- [STATED EXERCISE]
Reproduce the records from the line containing "Where can you find the bicycle" up to and including the final line of the records, requests included and pictures omitted, and give only those lines. Scale every point coordinate in the answers by 2.55, rounding to whole numbers with halves rounded up.

::::::::::

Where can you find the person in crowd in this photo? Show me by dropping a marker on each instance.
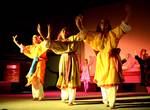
(144, 61)
(69, 71)
(85, 76)
(104, 41)
(37, 51)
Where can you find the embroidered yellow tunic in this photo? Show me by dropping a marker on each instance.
(106, 65)
(37, 50)
(69, 74)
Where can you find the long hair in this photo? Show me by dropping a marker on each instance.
(107, 28)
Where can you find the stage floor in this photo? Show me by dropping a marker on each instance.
(84, 101)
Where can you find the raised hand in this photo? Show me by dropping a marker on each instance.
(49, 31)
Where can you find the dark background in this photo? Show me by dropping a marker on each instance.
(22, 16)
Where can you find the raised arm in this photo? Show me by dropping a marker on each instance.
(127, 13)
(79, 22)
(48, 32)
(15, 41)
(39, 31)
(19, 45)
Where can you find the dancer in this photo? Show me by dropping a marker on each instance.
(85, 76)
(69, 74)
(104, 41)
(37, 51)
(144, 61)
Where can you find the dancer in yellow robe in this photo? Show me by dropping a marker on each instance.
(104, 41)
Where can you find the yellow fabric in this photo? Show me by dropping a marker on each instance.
(36, 50)
(106, 69)
(70, 48)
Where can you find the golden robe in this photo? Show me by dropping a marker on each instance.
(69, 74)
(37, 50)
(106, 74)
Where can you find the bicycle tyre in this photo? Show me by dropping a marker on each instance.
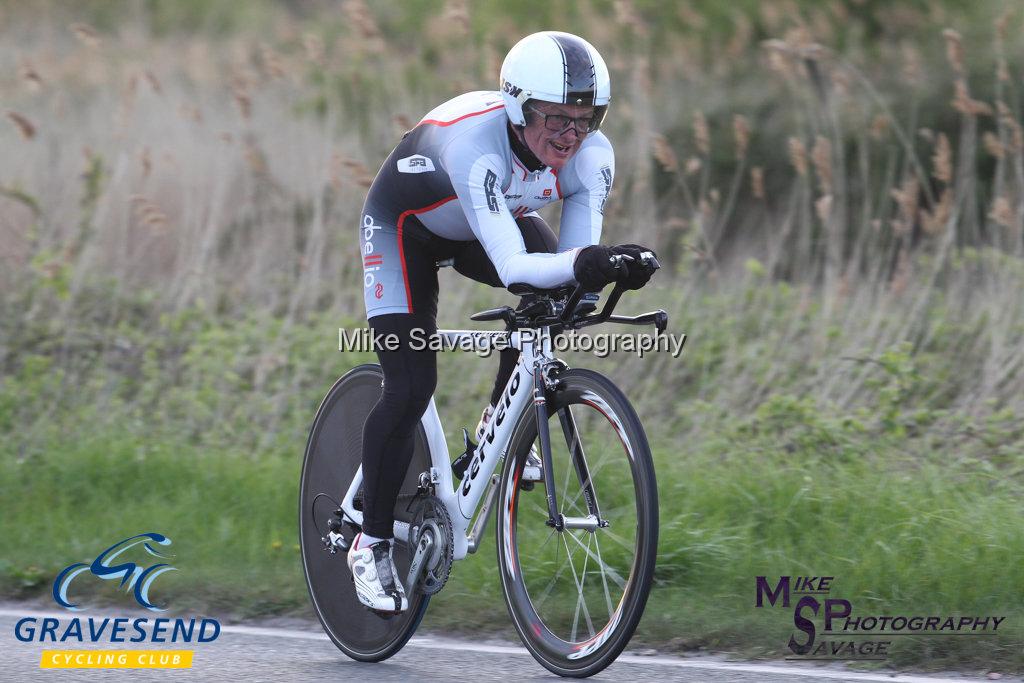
(586, 390)
(333, 454)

::::::::::

- [FINISHED TASK]
Where can you find the bicycle tyre in this photo? Show me by dropping a marker on each instance.
(1494, 995)
(849, 1158)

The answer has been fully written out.